[The problem] Arrange the lines of the items below as a numbered list, omitting blank lines and leaving out the pictures.

— Start of Supplied data —

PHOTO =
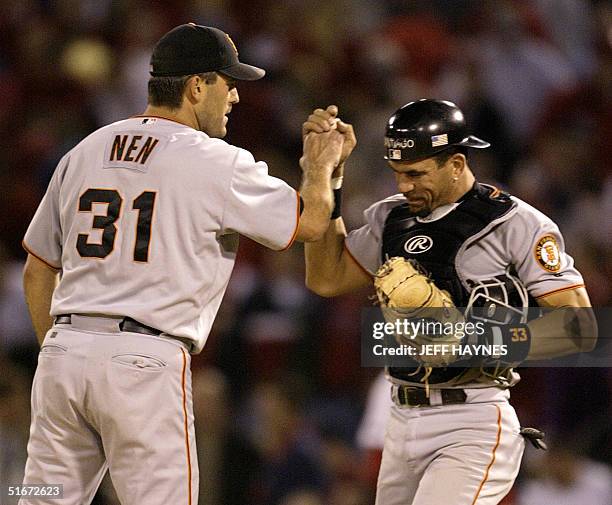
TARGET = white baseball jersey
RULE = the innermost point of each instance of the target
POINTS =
(526, 239)
(523, 238)
(143, 217)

— End of Supplied data —

[Full solution]
1. PHOTO =
2. TARGET = white baseball jersey
3. RULE = the innermost point of each instance of the target
4. POINTS =
5. (526, 239)
6. (523, 238)
7. (143, 217)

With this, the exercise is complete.